TASK DETAILS => In the excerpt on employer liability for independent contractors, which case held a building owner responsible for the actions of a snow removal contractor?

EXCERPT TO READ =>
# # #
The general rule is that an employer who hires an independent contractor is not liable for the independent contractor's negligent acts, though there are exceptions. Rosenberg v. Equitable Life Assur. Soc. of U.S., 79 N.Y.2d 663, 668, 584 N.Y.S.2d 765 (1992). The exceptions generally recognized involve situations where the employer (1) is under a statutory duty to perform or control the work, (2) has assumed a specific duty by contract, (3) is under a duty to keep premises safe, or (4) has assigned work to an independent contractor which the employer knows or has reason to know involves special dangers inherent in the work or dangers which should have been anticipated by the employer." Id.
Where an exception applies, the party "is vicariously liable for the fault of the independent contractor because a legal duty is imposed on it which cannot be delegated." Horowitz v. 763 Eastern Associates. LLC, 125 A.D.3d 808, 810, 5 N.Y.S.3d 118 (2d Dept. 2015)(building owner responsible for negligence of contractor when infant plaintiff was injured when he fell through glass of a fixed panel adjacent to the interior of the front entrance door.); Olivieri v. GM Realty Co., LLC, 37 A.D.3d 569, 37 A.D.3d 569 (2d Dept. 2007)(building owner responsible for actions of snow removal contractor due to non-delegable duty to keep property in safe condition.); Monryv v. Lexington Operating Partners, LLC, 179 A.D.3d 1053, 118 N.Y.S.3d 132 (2d Dept. 2020)(owner failed to establish, as a matter of law, that it could not be responsible for its contractors alleged negligence pursuant to its nondelegable duty to keep the premises safe.); Ppsante v. Vertical Industrial Development. 142 A.D.3d 656, 36 N.Y.S.3d 716 (2d dept. 2016).
"A landowner must act as a reasonable man in maintaining his property in a reasonably safe condition in view of all the circumstances, including the likelihood of injury to others, the seriousness of the injury, and the burden of avoiding the risk." Basso v. Miller, 40 N.Y.2d 233, 241, 386 N.Y.S.2d 564 (1976). The duty to maintain property in a reasonably safe condition exists regardless of whether the property is open to the public or not. Perajta v. Henriauez. 100 N.Y.2d 139, 144, 760 N.Y.S.2d 741 (2003). In the instant matter, Defendant Landau owes Plaintiff a duty of care and may be responsible for the alleged negligent acts of the employees of D'Agostino and/or Salamon based upon his duty to maintain his property in a safe condition, which is one of the exceptions to the independent contractor rule. Contrary to Defendant Landau's contention, this duty is not dependent on whether or not the property was open to the public.
# # #
GIVEN RECORDS =>

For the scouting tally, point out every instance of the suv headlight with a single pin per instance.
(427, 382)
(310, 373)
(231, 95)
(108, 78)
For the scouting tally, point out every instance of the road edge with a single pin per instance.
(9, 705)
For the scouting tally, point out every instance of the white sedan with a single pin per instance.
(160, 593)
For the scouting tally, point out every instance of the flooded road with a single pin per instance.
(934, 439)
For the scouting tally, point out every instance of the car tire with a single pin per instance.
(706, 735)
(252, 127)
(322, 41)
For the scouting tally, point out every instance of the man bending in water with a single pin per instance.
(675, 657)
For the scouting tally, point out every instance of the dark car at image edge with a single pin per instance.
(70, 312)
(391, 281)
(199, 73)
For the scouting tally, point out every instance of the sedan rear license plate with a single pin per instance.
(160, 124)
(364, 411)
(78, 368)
# # #
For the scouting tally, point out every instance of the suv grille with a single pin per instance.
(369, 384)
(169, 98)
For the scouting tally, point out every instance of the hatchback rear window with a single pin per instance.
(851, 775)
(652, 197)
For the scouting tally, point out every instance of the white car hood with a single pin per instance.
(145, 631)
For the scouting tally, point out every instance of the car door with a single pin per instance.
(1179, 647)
# # #
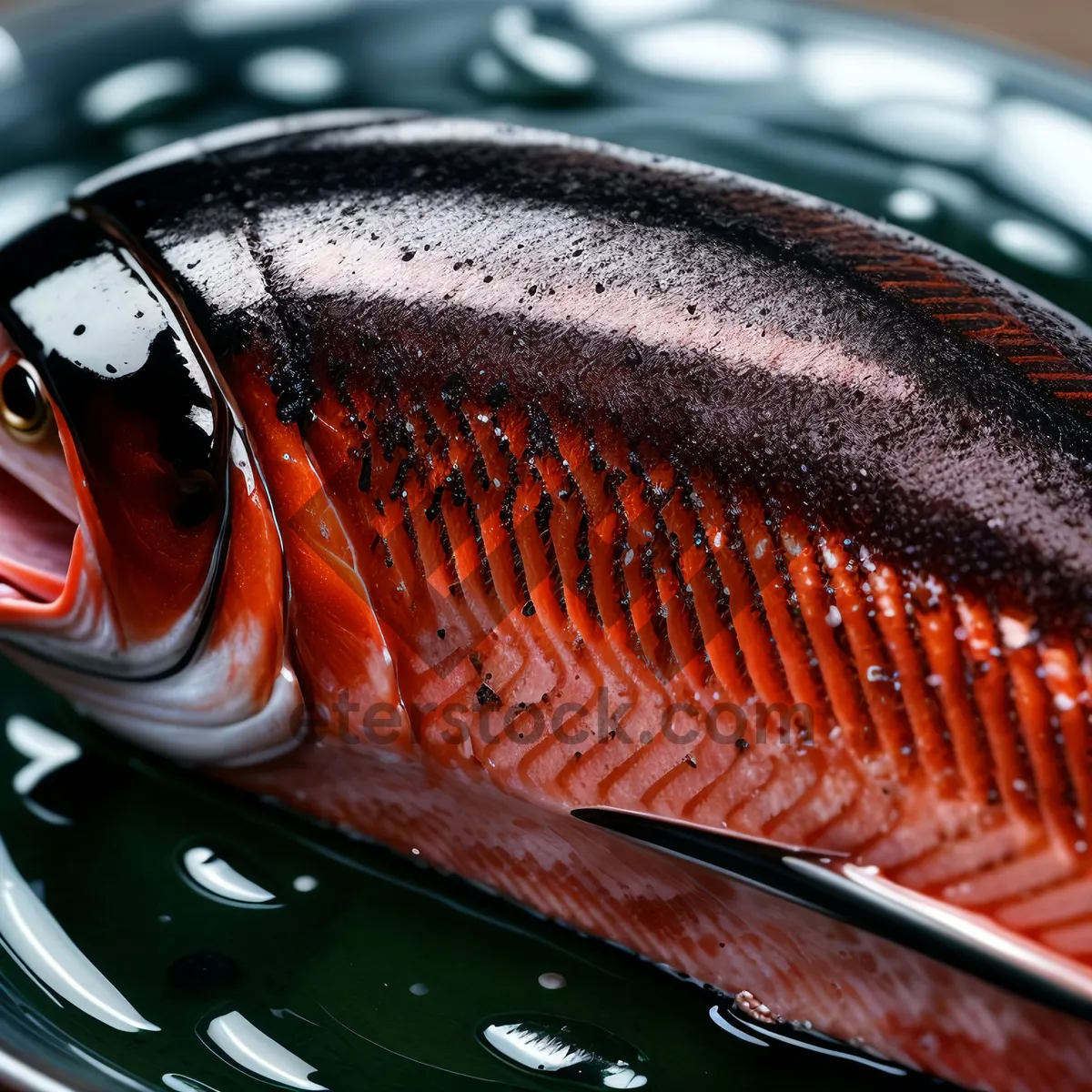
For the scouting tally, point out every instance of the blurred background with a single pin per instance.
# # #
COMPLETE ANSWER => Olivieri v. GM Realty Co., LLC